[Your objective]
The entries below should be transcribed exactly, every one of them.

Source data
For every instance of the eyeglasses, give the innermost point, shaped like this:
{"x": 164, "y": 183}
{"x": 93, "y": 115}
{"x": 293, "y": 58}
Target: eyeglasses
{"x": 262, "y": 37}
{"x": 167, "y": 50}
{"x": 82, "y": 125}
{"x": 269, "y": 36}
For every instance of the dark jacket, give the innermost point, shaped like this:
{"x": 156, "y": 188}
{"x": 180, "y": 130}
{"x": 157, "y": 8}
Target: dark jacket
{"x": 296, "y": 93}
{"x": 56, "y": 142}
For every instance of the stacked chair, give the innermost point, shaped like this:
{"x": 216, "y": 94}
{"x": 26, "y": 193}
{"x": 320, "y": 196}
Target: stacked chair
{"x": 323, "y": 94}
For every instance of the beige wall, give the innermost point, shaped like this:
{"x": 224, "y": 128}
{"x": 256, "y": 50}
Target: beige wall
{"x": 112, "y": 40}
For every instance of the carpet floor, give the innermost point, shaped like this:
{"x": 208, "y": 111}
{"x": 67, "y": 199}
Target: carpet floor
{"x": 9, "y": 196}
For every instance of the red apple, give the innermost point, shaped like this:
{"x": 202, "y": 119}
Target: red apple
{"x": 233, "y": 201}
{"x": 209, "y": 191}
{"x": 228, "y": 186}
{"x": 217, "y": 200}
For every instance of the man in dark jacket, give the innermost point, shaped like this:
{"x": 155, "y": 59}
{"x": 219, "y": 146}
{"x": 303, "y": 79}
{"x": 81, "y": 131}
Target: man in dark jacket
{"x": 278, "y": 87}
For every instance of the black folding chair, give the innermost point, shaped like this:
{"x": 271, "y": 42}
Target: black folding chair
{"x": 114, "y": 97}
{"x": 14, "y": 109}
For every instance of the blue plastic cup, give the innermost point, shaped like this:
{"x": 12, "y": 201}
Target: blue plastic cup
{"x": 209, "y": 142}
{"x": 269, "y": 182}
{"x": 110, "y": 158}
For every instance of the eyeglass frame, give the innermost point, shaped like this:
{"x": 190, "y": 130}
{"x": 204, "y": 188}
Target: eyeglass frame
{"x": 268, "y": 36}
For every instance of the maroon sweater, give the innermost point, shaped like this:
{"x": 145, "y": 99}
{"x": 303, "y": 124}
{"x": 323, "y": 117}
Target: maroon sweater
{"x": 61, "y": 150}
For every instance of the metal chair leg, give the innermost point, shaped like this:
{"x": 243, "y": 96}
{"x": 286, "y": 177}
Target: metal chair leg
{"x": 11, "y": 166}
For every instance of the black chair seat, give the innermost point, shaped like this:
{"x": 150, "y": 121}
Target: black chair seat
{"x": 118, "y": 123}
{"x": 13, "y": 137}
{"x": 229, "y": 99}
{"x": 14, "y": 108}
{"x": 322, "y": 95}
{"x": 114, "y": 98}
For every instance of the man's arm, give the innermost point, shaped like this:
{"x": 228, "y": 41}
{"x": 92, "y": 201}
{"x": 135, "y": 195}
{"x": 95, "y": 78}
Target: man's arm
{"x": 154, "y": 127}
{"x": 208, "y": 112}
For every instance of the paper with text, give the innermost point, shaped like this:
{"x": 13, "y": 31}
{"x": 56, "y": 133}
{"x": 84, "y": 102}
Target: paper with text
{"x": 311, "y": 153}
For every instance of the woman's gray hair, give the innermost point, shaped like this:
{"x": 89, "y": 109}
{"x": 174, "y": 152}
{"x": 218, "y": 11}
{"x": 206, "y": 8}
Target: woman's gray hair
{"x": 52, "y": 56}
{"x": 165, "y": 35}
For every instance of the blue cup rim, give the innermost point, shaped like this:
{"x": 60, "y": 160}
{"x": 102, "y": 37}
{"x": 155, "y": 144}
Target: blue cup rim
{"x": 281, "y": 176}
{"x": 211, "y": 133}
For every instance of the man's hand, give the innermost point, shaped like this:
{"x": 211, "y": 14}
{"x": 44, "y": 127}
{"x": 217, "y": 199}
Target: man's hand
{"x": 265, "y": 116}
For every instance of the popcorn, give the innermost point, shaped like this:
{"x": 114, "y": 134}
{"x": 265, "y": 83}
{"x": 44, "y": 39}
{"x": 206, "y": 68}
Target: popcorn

[Answer below]
For every instance of the eyeglasses, give the innermost point, shaped like this:
{"x": 164, "y": 183}
{"x": 93, "y": 115}
{"x": 293, "y": 58}
Target: eyeglasses
{"x": 262, "y": 37}
{"x": 167, "y": 50}
{"x": 82, "y": 125}
{"x": 269, "y": 36}
For every instance of the dark jacket, give the innermost point, shaped like this:
{"x": 156, "y": 188}
{"x": 180, "y": 130}
{"x": 157, "y": 8}
Target: dark jacket
{"x": 296, "y": 93}
{"x": 56, "y": 142}
For every instance of the stacked chair, give the innermost point, shaped like this:
{"x": 216, "y": 94}
{"x": 26, "y": 193}
{"x": 320, "y": 196}
Target: stacked chair
{"x": 323, "y": 94}
For every instance of the beige wall, give the innermost point, shaped like this:
{"x": 224, "y": 128}
{"x": 256, "y": 50}
Target: beige wall
{"x": 112, "y": 40}
For every instance of the carpet floor, give the innermost point, shaped like this:
{"x": 208, "y": 111}
{"x": 67, "y": 199}
Target: carpet floor
{"x": 9, "y": 196}
For every instance of the red apple, give the innermost point, shaped like this:
{"x": 202, "y": 119}
Target: red apple
{"x": 233, "y": 201}
{"x": 209, "y": 191}
{"x": 228, "y": 186}
{"x": 217, "y": 200}
For every instance of the man in dark jacket, give the innermost point, shaped like this:
{"x": 155, "y": 59}
{"x": 219, "y": 146}
{"x": 303, "y": 79}
{"x": 81, "y": 131}
Target: man in dark jacket
{"x": 278, "y": 87}
For every instance of the black folding chair, give the innermost point, shaped like this:
{"x": 271, "y": 42}
Target: black folding chair
{"x": 114, "y": 97}
{"x": 14, "y": 109}
For every instance of the blue plastic cup, give the innermost point, shaped like this:
{"x": 12, "y": 201}
Target: blue plastic cup
{"x": 209, "y": 142}
{"x": 269, "y": 182}
{"x": 110, "y": 158}
For every instance of the eyeglass frame, give the innermost point, shaped like this:
{"x": 190, "y": 130}
{"x": 204, "y": 188}
Target: eyeglass frame
{"x": 268, "y": 36}
For every instance of the maroon sweater, give the innermost point, shaped like this:
{"x": 145, "y": 99}
{"x": 303, "y": 124}
{"x": 323, "y": 117}
Target: maroon sweater
{"x": 61, "y": 150}
For every instance of the metal chair leg, give the innermost point, shaped like this:
{"x": 243, "y": 96}
{"x": 286, "y": 177}
Target: metal chair leg
{"x": 11, "y": 166}
For every instance of the black chair seat, give the innermost point, shaped like this:
{"x": 150, "y": 121}
Target: black chair seat
{"x": 118, "y": 123}
{"x": 13, "y": 137}
{"x": 229, "y": 99}
{"x": 14, "y": 108}
{"x": 322, "y": 95}
{"x": 114, "y": 98}
For every instance of the man's arm, give the innermost point, shaped like this:
{"x": 228, "y": 41}
{"x": 92, "y": 201}
{"x": 135, "y": 195}
{"x": 95, "y": 78}
Target: man's arm
{"x": 154, "y": 127}
{"x": 208, "y": 112}
For every instance of the paper with text, give the innermost point, shaped like this:
{"x": 13, "y": 31}
{"x": 56, "y": 133}
{"x": 84, "y": 102}
Target: paper with text
{"x": 311, "y": 153}
For every instance of the woman's gray hair, give the innermost point, shaped like this:
{"x": 89, "y": 109}
{"x": 174, "y": 152}
{"x": 218, "y": 11}
{"x": 206, "y": 8}
Target: woman's gray hair
{"x": 52, "y": 56}
{"x": 165, "y": 35}
For every instance of the blue cup rim, give the innermost point, shaped like this:
{"x": 60, "y": 160}
{"x": 102, "y": 37}
{"x": 155, "y": 144}
Target: blue cup rim
{"x": 281, "y": 176}
{"x": 211, "y": 133}
For every instance of the man's hand, give the innermost point, shaped like this:
{"x": 211, "y": 14}
{"x": 44, "y": 127}
{"x": 217, "y": 199}
Target: man's hand
{"x": 265, "y": 116}
For every instance of the popcorn, give the innermost point, shaped like this:
{"x": 114, "y": 134}
{"x": 265, "y": 83}
{"x": 44, "y": 39}
{"x": 206, "y": 68}
Target: popcorn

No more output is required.